## Aufgabenstellung
Kannst du die Einträge unten vollständig als Markdown-Tabelle mit den Spalten „Nr“ (fortlaufende Zeilennummer) und „Zeile“ wiedergeben? Leerzeilen und Bilder lässt du dabei weg.
%%
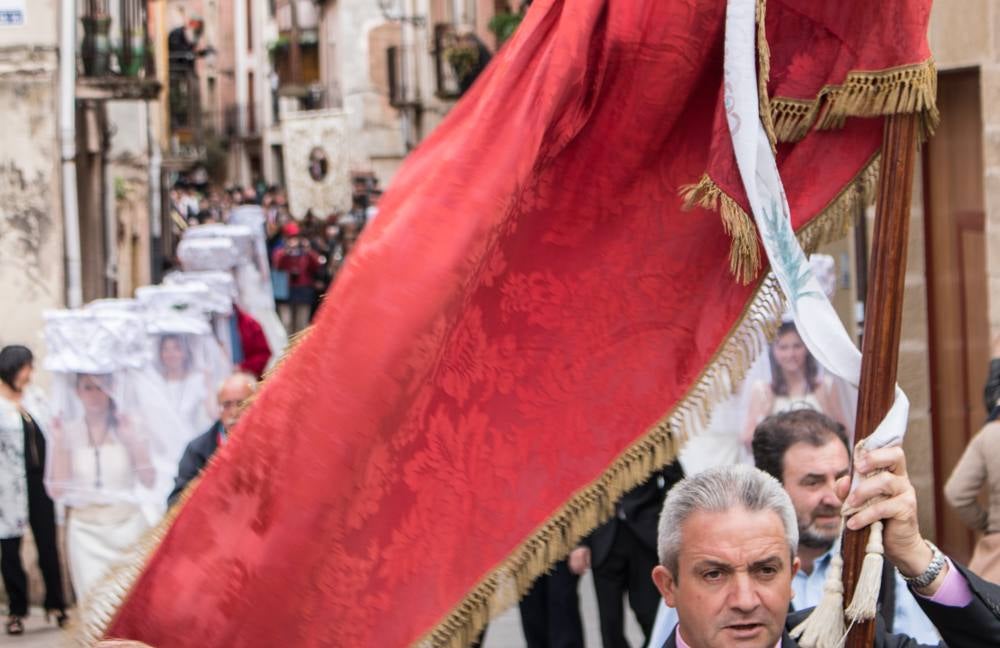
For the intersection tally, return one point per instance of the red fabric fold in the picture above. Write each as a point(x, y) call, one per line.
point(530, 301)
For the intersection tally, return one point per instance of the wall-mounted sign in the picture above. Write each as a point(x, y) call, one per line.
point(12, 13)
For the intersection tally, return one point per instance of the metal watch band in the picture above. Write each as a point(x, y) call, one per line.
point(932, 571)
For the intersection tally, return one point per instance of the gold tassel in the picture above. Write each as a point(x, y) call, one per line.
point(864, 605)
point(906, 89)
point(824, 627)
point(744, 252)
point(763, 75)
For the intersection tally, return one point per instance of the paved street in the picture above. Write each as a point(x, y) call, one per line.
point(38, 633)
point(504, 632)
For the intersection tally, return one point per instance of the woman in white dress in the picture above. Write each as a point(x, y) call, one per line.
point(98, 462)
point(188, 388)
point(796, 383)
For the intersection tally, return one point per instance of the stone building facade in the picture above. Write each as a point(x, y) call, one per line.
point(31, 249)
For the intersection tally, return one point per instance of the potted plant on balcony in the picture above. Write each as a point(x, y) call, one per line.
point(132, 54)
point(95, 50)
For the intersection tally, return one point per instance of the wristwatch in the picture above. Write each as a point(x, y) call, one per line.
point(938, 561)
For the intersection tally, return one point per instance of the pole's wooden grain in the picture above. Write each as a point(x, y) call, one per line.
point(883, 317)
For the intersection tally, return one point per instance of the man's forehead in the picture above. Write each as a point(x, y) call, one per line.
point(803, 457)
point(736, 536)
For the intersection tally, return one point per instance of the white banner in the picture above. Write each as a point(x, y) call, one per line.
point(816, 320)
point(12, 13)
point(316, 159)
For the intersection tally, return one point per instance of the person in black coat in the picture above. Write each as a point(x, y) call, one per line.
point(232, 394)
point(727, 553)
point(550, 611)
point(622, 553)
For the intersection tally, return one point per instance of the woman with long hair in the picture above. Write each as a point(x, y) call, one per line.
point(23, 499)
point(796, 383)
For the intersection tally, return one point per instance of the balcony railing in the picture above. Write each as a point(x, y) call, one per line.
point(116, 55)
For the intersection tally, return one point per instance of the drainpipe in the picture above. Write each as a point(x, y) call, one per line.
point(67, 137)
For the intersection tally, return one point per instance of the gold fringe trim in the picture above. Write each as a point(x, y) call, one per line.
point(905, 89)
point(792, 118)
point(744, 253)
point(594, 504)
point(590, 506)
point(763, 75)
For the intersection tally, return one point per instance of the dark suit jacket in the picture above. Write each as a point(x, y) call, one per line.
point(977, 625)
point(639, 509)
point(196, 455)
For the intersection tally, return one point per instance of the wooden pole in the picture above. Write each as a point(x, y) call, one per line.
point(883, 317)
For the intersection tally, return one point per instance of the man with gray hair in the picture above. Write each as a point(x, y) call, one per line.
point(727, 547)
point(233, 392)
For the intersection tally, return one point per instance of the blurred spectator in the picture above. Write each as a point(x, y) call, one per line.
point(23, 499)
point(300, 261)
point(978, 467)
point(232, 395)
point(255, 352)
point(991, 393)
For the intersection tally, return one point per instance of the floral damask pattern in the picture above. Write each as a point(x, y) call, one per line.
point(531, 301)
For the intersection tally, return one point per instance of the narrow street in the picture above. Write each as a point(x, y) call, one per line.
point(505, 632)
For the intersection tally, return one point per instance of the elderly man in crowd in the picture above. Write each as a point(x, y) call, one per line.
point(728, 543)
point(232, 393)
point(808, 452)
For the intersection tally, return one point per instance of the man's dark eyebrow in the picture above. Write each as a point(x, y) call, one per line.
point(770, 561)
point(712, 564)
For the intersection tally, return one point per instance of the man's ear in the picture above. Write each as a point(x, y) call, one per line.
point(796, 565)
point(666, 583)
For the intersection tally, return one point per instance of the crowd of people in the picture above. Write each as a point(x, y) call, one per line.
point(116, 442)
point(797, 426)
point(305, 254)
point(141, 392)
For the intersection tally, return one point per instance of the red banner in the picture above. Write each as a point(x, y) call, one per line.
%%
## Lösung der Aufgabe
| Nr | Zeile |
|---|---|
| 1 | For the intersection tally, return one point per instance of the red fabric fold in the picture above. Write each as a point(x, y) call, one per line. |
| 2 | point(530, 301) |
| 3 | For the intersection tally, return one point per instance of the wall-mounted sign in the picture above. Write each as a point(x, y) call, one per line. |
| 4 | point(12, 13) |
| 5 | For the intersection tally, return one point per instance of the metal watch band in the picture above. Write each as a point(x, y) call, one per line. |
| 6 | point(932, 571) |
| 7 | For the intersection tally, return one point per instance of the gold tassel in the picture above. Write each as a point(x, y) call, one per line. |
| 8 | point(864, 605) |
| 9 | point(906, 89) |
| 10 | point(824, 627) |
| 11 | point(744, 252) |
| 12 | point(763, 75) |
| 13 | For the intersection tally, return one point per instance of the paved street in the picture above. Write each as a point(x, y) call, one per line. |
| 14 | point(38, 633) |
| 15 | point(504, 632) |
| 16 | For the intersection tally, return one point per instance of the woman in white dress in the picture above. Write each as a point(x, y) call, one per line. |
| 17 | point(98, 462) |
| 18 | point(188, 388) |
| 19 | point(796, 383) |
| 20 | For the intersection tally, return one point per instance of the stone building facade in the picture above. Write each as a point(x, y) call, one per line. |
| 21 | point(31, 249) |
| 22 | For the intersection tally, return one point per instance of the potted plant on balcony in the picture above. Write each as a point(x, y) call, one per line. |
| 23 | point(132, 54) |
| 24 | point(95, 50) |
| 25 | For the intersection tally, return one point per instance of the wristwatch in the picture above. Write each as a point(x, y) call, one per line. |
| 26 | point(938, 561) |
| 27 | For the intersection tally, return one point per instance of the pole's wooden grain in the picture above. Write each as a point(x, y) call, one per line. |
| 28 | point(883, 317) |
| 29 | For the intersection tally, return one point per instance of the man's forehead in the picture above. Write each as a point(x, y) call, one per line. |
| 30 | point(803, 457) |
| 31 | point(736, 536) |
| 32 | For the intersection tally, return one point per instance of the white banner in the picture above. Write each as a point(x, y) call, one per line. |
| 33 | point(816, 320) |
| 34 | point(12, 13) |
| 35 | point(316, 159) |
| 36 | For the intersection tally, return one point per instance of the person in black coat in the picture above. Write each as a point(x, y) call, one per line. |
| 37 | point(232, 394) |
| 38 | point(727, 553) |
| 39 | point(550, 611) |
| 40 | point(622, 553) |
| 41 | For the intersection tally, return one point per instance of the woman with long hair in the picture above. Write each as a point(x, y) call, one per line. |
| 42 | point(23, 499) |
| 43 | point(796, 383) |
| 44 | For the intersection tally, return one point per instance of the balcony railing in the picture above. Write each as a point(x, y) call, one per line. |
| 45 | point(116, 55) |
| 46 | For the intersection tally, return one point per instance of the drainpipe in the picture above. Write each as a point(x, y) call, one per line. |
| 47 | point(67, 137) |
| 48 | For the intersection tally, return one point per instance of the gold fringe trim in the picture above. Write each as a point(x, y) call, one per line. |
| 49 | point(905, 89) |
| 50 | point(792, 118) |
| 51 | point(744, 253) |
| 52 | point(594, 504) |
| 53 | point(590, 506) |
| 54 | point(763, 75) |
| 55 | For the intersection tally, return one point per instance of the dark suit jacket in the picture above. Write each as a point(x, y) call, one per line. |
| 56 | point(977, 625) |
| 57 | point(639, 509) |
| 58 | point(196, 455) |
| 59 | For the intersection tally, return one point per instance of the wooden pole in the picture above. Write each as a point(x, y) call, one per line. |
| 60 | point(883, 317) |
| 61 | For the intersection tally, return one point per instance of the man with gray hair in the picture above. Write each as a point(x, y) call, one per line. |
| 62 | point(727, 547) |
| 63 | point(233, 392) |
| 64 | For the intersection tally, return one point per instance of the blurred spectator in the picture above. Write each as a point(x, y) call, one per line. |
| 65 | point(23, 499) |
| 66 | point(300, 261) |
| 67 | point(978, 467) |
| 68 | point(232, 395) |
| 69 | point(255, 352) |
| 70 | point(991, 393) |
| 71 | For the intersection tally, return one point per instance of the floral damask pattern in the picture above. Write each as a point(x, y) call, one per line. |
| 72 | point(531, 301) |
| 73 | For the intersection tally, return one point per instance of the narrow street in the picture above. Write each as a point(x, y) call, one per line. |
| 74 | point(505, 632) |
| 75 | For the intersection tally, return one point per instance of the elderly man in crowd in the picture above. Write each as a point(x, y) call, one per line. |
| 76 | point(728, 543) |
| 77 | point(232, 393) |
| 78 | point(808, 452) |
| 79 | For the intersection tally, return one point per instance of the man's dark eyebrow in the picture above. Write each as a point(x, y) call, one per line. |
| 80 | point(770, 561) |
| 81 | point(712, 564) |
| 82 | For the intersection tally, return one point per instance of the man's ear in the picture above. Write each as a point(x, y) call, one per line. |
| 83 | point(796, 565) |
| 84 | point(666, 583) |
| 85 | For the intersection tally, return one point per instance of the crowd of people in the picture above. Write each as a point(x, y) call, one per line. |
| 86 | point(116, 442) |
| 87 | point(797, 426) |
| 88 | point(305, 254) |
| 89 | point(141, 392) |
| 90 | For the intersection tally, return one point per instance of the red banner in the picture above. Write each as a point(x, y) call, one per line. |